The present invention relates to fabricating an indium(In)-111 radioactive isotope; more particularly, relates to using chemical separation to be coordinated with a target for fabricating the In-111 radioactive isotope with high efficiency and low cost for production procedure.
Isotope is an element having the same number of protons but a different number of neutrons. Owing to the different number of neutrons, the isotope obtains different characteristics, where any isotope being radioactive is called a radioactive isotope and, on the contrary, non-radioactive one is a stable isotope.
Within a nucleus, there are only two kinds of particles, which are protons and neutrons. Electrons are always running around the nucleus. Radioactive isotopes can be found in nature. Additionally, artificial radioactive isotopes are mainly made in two ways: one is to send neutron into the nucleus; and the other is to send proton into the nucleus.
For making an isotope by sending neutron into the nucleus, neutron obtained through a nuclear reactor is used. After the neutron enters into the nucleus, gamma(γ)-ray is released as the neutron and weight are added onto the nucleus to make some particles become radioactive. Thus, artificial radioactive isotopes are formed, like molybdenum(Mo)-99, iodine(I)-131, cobalt(Co)-60, rhenium(Re)-188, etc. For making an isotope by sending proton into the nucleus, a proton accelerator is used. The accelerator increases energy of proton to make proton enter into the nucleus and collide out proton or neutron for obtaining artificial radioactive isotopes, like fluorine(F)-18, 1-123, thallium(TI)-201, indium(In)-111, etc.
Yet, for making an In-111 radioactive isotope, the above prior arts have low efficiencies and high costs for production procedure. Hence, the prior arts do not fulfill all users' requests on actual use.
The main purpose of the present invention is to use chemical separation to be coordinated with a target for fabricating an In-111 radioactive isotope with high efficiency and low cost for production procedure.
To achieve the above purpose, the present invention is a method of fabricating an In-111 radioactive isotope, comprising steps of: (a) obtaining a heating plate in a bromic acid solution with a target having a surface of cadmium(Cd)-112 obtained on the heating plate and adding pressure on the target to be dissolved with heat coordinated with the heating plate to obtain a solution of In-111 and Cd-112; (b) extracting the solution of In-111 and Cd-112 to be put into a tube to process ion exchange to adsorb In-111 in the tube and drain a solution of Cd-112; (c) adding a bromic acid solution into the tube to wash out In-111 with a waste liquid drained; (d) adding a bromic acid solution into the tube to desorb In-111 with the bromic acid solution drained together to obtain an In-111 semi-product liquid; and (e) drying the In-111 semi-product liquid to obtain a product of In-111 radioactive isotope. Accordingly, a novel method of fabricating an In-111 radioactive isotope is obtained.

PROBLEMS:
- a) Duplicate the indium-111 passage word for word, starting at the words "Within a nucleus, there" and stopping after the words "into the nucleus.".
- b) According to the indium-111 passage, which two kinds of particles exist within a nucleus?
- c) Take the indium-111 passage further by writing what comes next after its final sentence.
The material placed after this passage comes from a separate source.

DATA ENTRIES:
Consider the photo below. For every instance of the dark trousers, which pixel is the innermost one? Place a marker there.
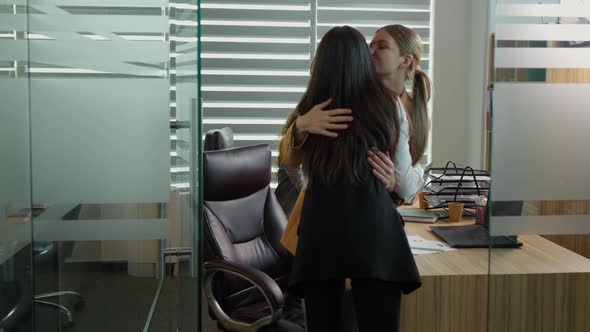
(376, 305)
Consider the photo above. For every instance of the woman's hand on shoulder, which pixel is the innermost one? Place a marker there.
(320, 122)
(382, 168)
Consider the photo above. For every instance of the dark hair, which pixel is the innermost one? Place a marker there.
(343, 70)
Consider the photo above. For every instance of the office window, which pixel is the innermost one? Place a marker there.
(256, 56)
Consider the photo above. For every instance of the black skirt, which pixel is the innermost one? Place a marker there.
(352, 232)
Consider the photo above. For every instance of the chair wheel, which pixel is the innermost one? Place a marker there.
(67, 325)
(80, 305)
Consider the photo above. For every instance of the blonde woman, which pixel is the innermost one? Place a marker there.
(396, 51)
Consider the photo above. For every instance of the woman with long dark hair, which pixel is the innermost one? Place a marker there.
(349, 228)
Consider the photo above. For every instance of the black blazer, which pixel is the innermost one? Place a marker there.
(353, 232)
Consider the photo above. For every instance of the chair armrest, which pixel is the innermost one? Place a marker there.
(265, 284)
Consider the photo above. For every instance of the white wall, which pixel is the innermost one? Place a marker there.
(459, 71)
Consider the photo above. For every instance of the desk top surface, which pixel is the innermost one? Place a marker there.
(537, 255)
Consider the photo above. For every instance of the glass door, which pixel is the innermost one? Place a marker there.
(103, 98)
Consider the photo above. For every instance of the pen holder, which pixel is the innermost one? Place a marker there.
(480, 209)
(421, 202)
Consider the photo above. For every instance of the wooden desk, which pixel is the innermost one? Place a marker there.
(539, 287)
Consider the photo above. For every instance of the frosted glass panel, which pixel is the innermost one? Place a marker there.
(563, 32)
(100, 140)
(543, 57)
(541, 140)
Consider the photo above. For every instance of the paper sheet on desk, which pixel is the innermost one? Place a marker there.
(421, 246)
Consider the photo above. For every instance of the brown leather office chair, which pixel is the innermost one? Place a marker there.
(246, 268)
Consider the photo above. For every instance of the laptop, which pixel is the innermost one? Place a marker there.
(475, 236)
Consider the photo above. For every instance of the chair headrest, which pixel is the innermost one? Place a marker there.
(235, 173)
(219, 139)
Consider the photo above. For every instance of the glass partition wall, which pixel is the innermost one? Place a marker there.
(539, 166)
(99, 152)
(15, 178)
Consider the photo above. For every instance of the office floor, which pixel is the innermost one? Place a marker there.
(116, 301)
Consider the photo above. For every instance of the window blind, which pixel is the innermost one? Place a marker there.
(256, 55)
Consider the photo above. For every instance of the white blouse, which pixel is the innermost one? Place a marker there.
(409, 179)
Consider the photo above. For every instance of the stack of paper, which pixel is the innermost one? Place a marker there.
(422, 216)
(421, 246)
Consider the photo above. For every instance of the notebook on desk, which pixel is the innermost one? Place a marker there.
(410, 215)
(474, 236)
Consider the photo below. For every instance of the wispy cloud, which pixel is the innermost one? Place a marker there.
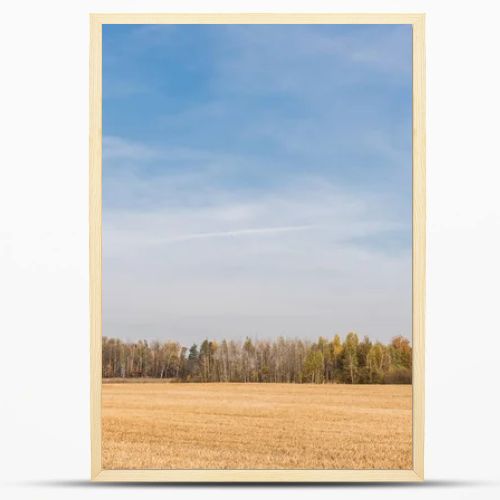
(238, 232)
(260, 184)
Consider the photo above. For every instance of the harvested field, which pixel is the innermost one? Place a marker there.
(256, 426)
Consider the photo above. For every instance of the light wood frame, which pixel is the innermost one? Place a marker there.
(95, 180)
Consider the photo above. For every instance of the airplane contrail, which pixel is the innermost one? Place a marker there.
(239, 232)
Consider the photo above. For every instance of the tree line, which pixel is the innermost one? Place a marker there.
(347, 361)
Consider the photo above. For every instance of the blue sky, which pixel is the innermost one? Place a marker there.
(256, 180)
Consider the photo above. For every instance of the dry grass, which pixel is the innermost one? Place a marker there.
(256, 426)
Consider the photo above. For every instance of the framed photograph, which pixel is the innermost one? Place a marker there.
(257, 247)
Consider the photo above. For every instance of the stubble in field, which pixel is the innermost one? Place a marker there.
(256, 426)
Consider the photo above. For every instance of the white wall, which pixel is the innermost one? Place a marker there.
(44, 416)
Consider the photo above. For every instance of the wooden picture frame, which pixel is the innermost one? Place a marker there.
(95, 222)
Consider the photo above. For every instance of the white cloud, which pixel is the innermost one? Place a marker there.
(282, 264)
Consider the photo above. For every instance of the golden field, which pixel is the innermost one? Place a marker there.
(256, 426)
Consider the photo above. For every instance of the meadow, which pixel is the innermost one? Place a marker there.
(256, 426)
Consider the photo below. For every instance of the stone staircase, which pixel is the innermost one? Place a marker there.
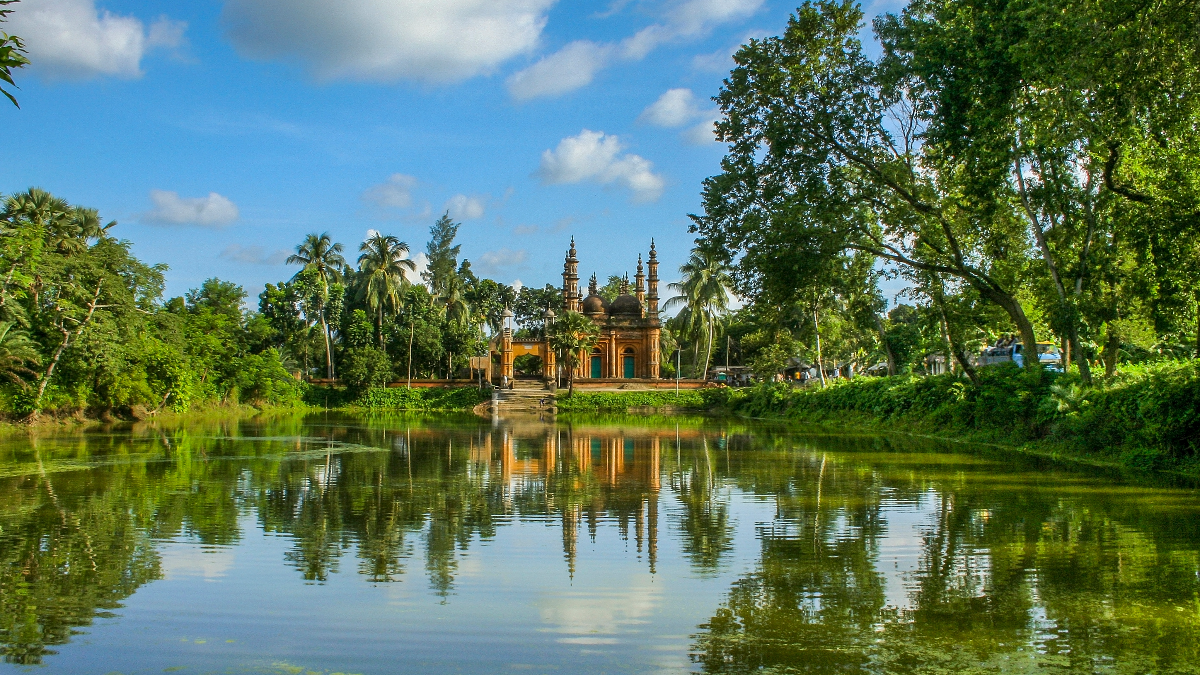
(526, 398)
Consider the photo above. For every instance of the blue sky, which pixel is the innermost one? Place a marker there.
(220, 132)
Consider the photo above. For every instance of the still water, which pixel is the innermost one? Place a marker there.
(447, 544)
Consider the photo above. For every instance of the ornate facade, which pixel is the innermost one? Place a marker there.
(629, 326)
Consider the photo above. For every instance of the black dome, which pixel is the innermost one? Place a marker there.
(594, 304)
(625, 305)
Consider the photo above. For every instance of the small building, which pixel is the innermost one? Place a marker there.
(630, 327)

...

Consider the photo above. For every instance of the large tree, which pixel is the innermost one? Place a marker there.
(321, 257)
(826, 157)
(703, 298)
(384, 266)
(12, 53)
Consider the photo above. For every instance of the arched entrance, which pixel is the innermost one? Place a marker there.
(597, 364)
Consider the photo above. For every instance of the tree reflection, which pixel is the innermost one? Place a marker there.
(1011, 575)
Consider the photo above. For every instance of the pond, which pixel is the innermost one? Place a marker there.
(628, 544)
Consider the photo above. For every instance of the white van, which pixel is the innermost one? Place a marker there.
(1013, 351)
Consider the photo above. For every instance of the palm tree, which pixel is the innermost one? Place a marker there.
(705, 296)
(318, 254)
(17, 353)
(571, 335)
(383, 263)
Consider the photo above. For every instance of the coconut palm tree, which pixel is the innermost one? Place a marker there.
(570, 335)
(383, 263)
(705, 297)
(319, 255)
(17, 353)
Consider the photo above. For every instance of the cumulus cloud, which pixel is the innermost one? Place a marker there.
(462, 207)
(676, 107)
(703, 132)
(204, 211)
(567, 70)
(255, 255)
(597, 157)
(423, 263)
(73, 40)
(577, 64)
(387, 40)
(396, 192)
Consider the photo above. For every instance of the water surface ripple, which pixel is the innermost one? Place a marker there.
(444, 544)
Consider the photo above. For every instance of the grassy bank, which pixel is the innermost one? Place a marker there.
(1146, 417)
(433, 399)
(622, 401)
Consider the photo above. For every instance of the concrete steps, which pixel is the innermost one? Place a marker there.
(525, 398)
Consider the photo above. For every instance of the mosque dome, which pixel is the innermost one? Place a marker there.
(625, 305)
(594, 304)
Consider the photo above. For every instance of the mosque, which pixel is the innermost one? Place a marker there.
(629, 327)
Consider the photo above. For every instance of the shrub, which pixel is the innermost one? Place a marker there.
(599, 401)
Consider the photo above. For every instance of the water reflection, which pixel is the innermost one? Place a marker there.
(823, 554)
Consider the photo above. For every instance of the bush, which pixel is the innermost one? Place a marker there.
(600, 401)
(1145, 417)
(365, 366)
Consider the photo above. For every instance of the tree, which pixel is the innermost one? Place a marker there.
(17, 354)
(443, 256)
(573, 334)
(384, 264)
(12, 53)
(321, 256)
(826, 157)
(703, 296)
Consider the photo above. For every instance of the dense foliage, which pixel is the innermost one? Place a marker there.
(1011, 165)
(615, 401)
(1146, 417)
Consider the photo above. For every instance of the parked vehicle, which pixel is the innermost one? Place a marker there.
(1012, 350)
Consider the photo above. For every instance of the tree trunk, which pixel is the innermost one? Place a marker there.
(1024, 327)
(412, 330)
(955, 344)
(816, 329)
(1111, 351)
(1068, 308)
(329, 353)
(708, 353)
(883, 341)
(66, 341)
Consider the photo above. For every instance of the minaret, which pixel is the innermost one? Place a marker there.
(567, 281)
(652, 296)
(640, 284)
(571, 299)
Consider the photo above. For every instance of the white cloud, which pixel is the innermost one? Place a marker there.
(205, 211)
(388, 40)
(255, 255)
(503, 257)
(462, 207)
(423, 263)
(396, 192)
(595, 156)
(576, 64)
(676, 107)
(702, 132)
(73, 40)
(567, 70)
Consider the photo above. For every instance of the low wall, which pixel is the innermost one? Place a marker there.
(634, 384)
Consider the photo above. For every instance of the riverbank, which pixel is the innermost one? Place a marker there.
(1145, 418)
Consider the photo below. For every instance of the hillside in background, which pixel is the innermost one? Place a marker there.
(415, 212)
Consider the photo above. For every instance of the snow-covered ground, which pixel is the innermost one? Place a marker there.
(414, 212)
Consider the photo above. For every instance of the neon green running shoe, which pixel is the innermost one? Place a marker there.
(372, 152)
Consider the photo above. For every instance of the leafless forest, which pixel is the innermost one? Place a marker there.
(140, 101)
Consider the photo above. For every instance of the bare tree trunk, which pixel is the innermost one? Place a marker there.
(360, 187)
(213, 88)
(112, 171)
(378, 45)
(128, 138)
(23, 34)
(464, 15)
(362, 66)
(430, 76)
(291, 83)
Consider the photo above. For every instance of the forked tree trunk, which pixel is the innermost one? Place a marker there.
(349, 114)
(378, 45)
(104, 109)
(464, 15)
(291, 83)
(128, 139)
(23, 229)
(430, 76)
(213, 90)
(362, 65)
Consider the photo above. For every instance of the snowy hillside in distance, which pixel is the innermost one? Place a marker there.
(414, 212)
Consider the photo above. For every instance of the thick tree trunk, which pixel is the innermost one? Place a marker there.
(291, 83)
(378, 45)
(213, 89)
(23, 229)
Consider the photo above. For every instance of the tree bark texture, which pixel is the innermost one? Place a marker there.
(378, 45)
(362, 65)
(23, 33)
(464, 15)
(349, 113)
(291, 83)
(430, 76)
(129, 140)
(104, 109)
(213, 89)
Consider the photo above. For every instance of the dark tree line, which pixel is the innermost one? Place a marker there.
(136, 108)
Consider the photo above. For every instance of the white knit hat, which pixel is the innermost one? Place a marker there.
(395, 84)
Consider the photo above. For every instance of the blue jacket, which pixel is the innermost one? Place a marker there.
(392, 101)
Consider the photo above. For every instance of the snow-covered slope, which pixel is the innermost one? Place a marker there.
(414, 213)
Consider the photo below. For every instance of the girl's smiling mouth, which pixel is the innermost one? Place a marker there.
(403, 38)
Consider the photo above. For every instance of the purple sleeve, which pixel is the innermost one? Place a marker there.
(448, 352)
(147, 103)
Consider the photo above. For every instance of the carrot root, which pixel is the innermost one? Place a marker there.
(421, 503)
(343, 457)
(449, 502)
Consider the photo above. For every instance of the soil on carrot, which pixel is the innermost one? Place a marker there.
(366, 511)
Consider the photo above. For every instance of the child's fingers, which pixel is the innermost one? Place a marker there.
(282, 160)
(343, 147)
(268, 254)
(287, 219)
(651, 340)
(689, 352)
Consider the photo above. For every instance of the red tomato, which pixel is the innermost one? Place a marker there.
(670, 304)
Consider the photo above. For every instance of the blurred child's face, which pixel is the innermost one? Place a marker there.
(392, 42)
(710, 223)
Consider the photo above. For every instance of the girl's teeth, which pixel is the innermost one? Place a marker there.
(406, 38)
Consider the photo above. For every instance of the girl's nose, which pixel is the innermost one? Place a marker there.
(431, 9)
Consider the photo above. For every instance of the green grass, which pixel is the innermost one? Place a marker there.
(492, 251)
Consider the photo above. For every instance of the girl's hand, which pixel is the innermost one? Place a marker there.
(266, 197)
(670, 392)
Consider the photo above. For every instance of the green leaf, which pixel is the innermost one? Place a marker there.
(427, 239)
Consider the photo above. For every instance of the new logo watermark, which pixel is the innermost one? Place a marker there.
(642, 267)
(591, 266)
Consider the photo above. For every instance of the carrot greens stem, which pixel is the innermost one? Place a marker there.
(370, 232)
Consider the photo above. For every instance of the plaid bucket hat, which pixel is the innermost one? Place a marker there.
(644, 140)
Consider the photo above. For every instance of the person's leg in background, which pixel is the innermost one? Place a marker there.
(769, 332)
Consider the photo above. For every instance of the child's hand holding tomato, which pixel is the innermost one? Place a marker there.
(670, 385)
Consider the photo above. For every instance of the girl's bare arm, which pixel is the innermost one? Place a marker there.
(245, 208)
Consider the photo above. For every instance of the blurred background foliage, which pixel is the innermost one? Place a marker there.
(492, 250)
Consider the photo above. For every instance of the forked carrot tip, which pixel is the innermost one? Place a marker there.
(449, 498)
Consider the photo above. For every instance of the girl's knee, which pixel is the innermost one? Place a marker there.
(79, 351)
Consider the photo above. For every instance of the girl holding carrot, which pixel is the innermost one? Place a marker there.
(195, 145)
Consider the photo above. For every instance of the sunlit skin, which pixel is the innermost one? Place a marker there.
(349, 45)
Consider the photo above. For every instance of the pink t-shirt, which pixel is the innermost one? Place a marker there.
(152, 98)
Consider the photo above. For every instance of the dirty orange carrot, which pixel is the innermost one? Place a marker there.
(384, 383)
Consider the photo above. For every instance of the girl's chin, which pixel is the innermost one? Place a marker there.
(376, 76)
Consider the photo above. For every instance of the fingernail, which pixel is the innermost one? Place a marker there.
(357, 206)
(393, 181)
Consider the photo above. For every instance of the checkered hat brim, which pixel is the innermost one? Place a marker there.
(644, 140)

RESPONSES PER TASK:
- a)
Within a nucleus, there are only two kinds of particles, which are protons and neutrons. Electrons are always running around the nucleus. Radioactive isotopes can be found in nature. Additionally, artificial radioactive isotopes are mainly made in two ways: one is to send neutron into the nucleus; and the other is to send proton into the nucleus.

- b) Protons and neutrons.

- c)
The present invention will be better understood from the following detailed description of the preferred embodiment according to the present invention, taken in conjunction with the accompanying drawings, in which
The following description of the preferred embodiment is provided to understand the features and the structures of the present invention.
Please refer to
(a) Dissolving with heat 1: A bromic acid solution 12 having a mole concentration of 8N is filled into a container 11; a heating plate 13 is set in the 8N bromic acid solution 12; a target having a surface of cadmium(Cd)-112 is set on the heating plate; a pressing unit 15 is used to add pressure on the target 14; the heating plate 12 is coordinated to heat up temperature for dissolving; and, thus, a solution of In-111 and Cd-112 10 is formed.
(b) Absorbing 2: The solution of In-111 and Cd-112 10 is extracted to be put into a tube 21 to process ion exchange, where the tube 21 is a resin column. Thus, In-111 is adsorbed in the tube 21 and a solution of Cd-112 is drained to and held in a recycling tank after processing ion exchange.
(c) Washing 3: A bromic acid solution 31 having a mole concentration of 8N is added into the tube 21 to wash out In-111 22 and, then, a waste liquid 32 is drained to be held in a waste tank 33.
(d) Desorbing 4: A bromic acid solution 41 having a mole concentration of 2N is added into the tube 21 to desorb In-111 22 and the bromic acid solution 41 is drained together for forming an In-111 semi-product liquid 43 to be held in a storing tank 42.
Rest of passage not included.